Exercise details –
Once the line containing "the woman in" is found in the entries below, restate it and each following line word for word, stopping after the line containing "of the blazer".

____________________

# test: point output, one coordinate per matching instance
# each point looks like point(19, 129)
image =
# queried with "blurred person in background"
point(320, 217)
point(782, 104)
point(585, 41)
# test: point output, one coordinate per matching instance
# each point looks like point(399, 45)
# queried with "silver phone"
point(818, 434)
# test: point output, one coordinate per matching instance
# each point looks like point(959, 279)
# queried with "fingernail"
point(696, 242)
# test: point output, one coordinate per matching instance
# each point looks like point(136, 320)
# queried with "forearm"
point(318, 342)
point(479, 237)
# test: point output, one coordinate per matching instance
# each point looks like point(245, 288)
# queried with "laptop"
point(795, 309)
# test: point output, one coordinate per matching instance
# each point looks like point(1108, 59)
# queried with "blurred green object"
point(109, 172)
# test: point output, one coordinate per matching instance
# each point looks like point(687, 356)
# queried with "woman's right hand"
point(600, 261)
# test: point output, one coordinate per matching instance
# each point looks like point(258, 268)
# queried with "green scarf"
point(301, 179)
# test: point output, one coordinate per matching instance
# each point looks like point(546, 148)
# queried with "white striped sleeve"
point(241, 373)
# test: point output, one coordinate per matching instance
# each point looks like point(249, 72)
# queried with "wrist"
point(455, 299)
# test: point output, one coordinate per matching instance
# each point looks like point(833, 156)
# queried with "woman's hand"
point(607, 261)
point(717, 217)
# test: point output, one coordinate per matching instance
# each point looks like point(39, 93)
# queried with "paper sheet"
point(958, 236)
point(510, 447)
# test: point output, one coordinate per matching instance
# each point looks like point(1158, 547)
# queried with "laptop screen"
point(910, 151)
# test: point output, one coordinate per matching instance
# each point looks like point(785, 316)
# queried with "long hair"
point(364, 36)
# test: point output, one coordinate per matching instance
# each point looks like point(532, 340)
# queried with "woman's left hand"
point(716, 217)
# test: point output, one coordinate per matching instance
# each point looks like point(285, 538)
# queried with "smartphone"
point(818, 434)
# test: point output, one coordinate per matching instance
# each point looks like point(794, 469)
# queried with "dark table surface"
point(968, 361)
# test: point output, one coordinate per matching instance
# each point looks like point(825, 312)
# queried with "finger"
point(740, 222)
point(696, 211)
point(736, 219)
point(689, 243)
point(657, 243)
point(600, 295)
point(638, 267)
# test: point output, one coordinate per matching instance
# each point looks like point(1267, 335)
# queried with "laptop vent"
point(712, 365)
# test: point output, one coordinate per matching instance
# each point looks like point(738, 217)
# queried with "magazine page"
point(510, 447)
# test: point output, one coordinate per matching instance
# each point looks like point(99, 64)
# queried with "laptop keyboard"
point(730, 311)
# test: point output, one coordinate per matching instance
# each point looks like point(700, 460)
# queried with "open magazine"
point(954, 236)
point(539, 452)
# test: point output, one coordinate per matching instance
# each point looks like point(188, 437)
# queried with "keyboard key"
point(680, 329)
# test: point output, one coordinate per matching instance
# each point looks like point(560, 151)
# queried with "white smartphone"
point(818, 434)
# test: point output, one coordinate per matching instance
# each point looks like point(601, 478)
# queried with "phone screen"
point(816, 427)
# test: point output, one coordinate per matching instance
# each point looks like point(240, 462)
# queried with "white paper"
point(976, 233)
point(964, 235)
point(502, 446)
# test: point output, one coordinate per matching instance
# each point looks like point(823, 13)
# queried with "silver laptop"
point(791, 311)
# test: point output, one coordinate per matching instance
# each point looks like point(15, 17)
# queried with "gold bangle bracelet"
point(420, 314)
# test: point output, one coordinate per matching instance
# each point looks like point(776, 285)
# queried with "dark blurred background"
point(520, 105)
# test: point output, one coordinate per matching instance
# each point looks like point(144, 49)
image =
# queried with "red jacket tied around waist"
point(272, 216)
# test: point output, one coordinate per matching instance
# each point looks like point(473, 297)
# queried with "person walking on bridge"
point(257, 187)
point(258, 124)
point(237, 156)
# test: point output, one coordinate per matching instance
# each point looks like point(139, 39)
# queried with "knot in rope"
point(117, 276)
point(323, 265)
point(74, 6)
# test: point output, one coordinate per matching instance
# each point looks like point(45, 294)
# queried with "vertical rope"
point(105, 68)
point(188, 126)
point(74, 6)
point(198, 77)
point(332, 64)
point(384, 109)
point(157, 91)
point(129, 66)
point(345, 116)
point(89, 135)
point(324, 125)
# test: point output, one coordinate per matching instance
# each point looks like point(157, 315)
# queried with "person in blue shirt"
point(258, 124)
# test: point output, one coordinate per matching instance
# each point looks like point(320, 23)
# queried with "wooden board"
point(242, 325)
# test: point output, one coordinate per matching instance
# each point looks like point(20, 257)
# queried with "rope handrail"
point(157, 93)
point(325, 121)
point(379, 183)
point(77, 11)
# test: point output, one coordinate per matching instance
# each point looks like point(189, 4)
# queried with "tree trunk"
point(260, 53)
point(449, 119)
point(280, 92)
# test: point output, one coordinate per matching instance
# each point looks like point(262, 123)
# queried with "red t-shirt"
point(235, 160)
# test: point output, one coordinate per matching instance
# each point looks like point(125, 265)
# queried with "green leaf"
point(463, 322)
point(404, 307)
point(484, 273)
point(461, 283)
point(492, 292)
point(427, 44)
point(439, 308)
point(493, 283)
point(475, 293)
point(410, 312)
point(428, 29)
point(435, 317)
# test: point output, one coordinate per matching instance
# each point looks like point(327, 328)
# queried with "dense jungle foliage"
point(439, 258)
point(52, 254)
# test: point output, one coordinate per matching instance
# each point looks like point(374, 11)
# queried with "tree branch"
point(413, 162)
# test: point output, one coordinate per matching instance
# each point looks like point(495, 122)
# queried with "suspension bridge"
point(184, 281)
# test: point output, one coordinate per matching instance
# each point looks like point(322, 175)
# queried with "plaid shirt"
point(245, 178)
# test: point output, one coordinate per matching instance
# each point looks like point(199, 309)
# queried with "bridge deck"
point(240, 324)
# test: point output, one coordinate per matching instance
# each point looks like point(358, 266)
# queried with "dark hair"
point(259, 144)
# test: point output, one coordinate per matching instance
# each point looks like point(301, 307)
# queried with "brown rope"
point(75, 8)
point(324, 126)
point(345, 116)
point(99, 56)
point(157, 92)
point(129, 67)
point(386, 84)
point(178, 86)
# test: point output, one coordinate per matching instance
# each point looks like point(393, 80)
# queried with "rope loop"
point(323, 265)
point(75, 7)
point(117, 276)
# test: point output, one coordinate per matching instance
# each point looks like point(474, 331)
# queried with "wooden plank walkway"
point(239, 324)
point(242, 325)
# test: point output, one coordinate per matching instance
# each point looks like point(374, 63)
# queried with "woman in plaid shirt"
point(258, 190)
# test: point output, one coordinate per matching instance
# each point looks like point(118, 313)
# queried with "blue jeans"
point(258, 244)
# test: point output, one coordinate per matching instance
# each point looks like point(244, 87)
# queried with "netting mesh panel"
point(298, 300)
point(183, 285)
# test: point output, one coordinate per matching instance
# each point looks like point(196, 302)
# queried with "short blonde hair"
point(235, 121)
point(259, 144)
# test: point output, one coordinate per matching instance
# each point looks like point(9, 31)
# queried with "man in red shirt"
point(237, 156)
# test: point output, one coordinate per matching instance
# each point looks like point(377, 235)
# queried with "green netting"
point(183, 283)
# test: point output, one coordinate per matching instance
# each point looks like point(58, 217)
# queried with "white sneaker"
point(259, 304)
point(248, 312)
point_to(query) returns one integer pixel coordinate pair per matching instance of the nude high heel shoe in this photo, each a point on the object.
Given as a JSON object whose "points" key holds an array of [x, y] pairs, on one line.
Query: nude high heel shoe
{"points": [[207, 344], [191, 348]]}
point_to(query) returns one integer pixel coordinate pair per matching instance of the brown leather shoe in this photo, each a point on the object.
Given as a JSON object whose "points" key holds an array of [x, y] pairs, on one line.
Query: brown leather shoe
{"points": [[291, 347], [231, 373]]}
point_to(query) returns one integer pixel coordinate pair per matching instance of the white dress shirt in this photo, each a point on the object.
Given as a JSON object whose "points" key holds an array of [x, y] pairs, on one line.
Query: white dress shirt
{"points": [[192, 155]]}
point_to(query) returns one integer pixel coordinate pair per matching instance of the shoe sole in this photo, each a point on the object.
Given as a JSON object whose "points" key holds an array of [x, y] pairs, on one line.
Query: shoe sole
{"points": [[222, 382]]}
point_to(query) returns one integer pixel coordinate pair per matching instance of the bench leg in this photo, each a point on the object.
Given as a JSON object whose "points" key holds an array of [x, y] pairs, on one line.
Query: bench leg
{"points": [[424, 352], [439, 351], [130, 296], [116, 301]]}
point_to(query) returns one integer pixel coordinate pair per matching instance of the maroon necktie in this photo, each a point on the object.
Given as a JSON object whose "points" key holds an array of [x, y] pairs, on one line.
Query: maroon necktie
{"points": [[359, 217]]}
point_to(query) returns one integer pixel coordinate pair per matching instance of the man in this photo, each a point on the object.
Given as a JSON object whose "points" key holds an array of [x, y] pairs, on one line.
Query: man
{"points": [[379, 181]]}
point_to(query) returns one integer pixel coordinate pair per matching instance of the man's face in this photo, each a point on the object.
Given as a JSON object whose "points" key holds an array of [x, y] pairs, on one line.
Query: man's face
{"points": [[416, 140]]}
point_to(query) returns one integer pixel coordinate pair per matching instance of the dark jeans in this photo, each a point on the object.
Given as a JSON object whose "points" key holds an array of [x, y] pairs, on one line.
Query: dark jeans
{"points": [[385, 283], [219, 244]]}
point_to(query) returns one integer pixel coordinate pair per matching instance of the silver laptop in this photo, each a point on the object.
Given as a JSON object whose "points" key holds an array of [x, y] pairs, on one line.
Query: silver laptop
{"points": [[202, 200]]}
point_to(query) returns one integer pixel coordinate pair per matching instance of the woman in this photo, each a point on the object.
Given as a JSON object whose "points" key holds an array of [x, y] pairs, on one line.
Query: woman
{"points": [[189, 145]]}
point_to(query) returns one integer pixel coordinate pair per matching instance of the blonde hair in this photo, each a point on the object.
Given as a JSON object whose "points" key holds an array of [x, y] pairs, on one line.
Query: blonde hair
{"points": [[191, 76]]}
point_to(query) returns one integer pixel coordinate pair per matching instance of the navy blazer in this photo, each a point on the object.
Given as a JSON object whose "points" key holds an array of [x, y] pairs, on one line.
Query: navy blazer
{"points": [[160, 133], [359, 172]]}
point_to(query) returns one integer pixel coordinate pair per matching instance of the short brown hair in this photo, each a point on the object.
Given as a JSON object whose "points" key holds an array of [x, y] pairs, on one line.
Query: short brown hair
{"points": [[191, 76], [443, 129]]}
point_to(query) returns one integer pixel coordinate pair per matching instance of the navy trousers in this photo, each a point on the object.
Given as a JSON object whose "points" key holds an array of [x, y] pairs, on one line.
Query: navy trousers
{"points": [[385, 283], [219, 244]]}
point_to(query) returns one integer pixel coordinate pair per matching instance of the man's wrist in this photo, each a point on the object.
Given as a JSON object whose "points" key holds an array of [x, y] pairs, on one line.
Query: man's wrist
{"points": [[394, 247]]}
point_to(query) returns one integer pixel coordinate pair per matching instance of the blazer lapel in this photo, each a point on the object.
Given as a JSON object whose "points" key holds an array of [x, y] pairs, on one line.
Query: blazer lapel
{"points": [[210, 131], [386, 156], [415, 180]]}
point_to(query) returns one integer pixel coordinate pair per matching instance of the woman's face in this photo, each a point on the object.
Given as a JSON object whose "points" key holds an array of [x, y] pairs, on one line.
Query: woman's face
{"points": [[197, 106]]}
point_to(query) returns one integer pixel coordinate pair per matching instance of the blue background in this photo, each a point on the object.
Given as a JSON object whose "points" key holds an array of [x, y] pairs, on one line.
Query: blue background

____________________

Response to this exercise –
point_to(query) returns one integer pixel coordinate pair per matching instance of the woman in this photo, each a point on the object.
Given as a JSON object whose "points" key holds an array of [x, y] pairs, on one line.
Query: woman
{"points": [[189, 145]]}
point_to(query) returns one integer pixel coordinate pair per matching instance of the blonde hair in this photo, each a point on the object.
Given as a JSON object whose "points" key holds an array of [x, y] pairs, on one line.
Query: blonde hair
{"points": [[191, 76]]}
point_to(query) returns one integer pixel coordinate pair per matching instance of the navy blazer in this photo, each a point on the object.
Given as a JSON object whose "points" key holds an array of [x, y] pairs, on one line.
Query: navy blazer
{"points": [[160, 133], [359, 172]]}
point_to(query) returns one integer pixel coordinate pair per matching instance of the short brown hair in this photo, each a point on the object.
Given as a JSON object whose "points" key holds an array of [x, y] pairs, on one line.
Query: short brown hair
{"points": [[191, 76], [443, 129]]}
point_to(query) returns one integer pixel coordinate pair per matching instance of the navy trousers in this photo, each a point on the object.
Given as a JSON object whose "points" key holds an array of [x, y] pairs, on one line.
Query: navy trousers
{"points": [[385, 283], [219, 244]]}
point_to(query) returns one integer pixel coordinate pair per matching instance of the man's wrist in this photo, each a point on the object.
Given as a JSON object whose "points" key holds an array of [x, y] pairs, on one line.
Query: man's wrist
{"points": [[394, 247]]}
point_to(query) returns one integer pixel coordinate pair per matching instance of the blazer lapel in this photo, each a point on the object.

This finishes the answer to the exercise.